■ 課題の指示:
リストのうち、「line as [1003,30].」を含む行からリストの末尾までを、両端の行と指示文も含めてすべて書き直してください。その際、解答にある座標の数値だけを2.45倍にスケーリングし、0.5以上を切り上げる四捨五入で整数にしてください（指示文とその書式例の数値は変えないでください）。

データファイルの一部
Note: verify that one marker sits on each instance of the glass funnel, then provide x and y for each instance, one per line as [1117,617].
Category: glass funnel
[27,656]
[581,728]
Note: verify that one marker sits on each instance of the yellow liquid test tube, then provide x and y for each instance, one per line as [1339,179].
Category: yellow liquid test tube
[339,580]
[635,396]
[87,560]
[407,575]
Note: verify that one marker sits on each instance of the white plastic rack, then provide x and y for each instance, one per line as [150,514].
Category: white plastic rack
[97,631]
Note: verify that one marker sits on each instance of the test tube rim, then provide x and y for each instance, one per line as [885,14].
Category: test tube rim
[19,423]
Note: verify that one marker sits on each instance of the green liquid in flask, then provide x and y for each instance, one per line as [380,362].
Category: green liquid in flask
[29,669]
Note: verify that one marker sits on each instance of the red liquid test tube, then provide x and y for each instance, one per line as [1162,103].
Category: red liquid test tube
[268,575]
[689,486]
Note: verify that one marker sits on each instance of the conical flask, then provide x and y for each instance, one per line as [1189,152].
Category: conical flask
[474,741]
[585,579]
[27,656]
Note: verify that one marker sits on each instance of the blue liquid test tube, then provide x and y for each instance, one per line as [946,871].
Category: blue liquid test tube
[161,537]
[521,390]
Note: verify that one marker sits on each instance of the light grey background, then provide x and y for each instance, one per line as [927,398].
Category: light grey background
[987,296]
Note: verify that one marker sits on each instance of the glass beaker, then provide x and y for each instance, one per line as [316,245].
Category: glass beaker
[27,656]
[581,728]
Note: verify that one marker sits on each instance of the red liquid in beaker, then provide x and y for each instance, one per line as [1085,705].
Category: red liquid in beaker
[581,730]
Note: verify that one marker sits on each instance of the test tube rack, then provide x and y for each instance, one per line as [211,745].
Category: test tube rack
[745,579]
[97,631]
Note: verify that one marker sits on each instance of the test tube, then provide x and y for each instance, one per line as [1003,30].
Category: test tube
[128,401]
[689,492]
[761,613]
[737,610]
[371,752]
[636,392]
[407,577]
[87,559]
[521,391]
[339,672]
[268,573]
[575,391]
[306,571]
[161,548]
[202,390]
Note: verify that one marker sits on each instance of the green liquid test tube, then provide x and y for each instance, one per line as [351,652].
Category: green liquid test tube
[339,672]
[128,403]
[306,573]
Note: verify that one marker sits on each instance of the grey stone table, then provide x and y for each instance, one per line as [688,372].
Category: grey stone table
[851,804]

■ 以下に出力:
Note: verify that one marker sits on each instance of the test tube, then provide x and y for each instance, one per line as [1003,30].
Category: test tube
[314,982]
[1688,1205]
[1864,1502]
[1806,1495]
[909,1842]
[1558,960]
[997,1414]
[213,1370]
[1276,958]
[831,1646]
[657,1404]
[1409,958]
[750,1399]
[394,1343]
[495,956]
Note: verify that one marker sits on each instance of the green liquid test tube, then provide x and y for each instance, one per line as [351,652].
Category: green liquid test tube
[831,1646]
[314,987]
[750,1404]
Note: verify that one marker sits on each instance of the grey stone table, then provide x and y for each instance, one per line as [688,372].
Category: grey stone table
[2085,1970]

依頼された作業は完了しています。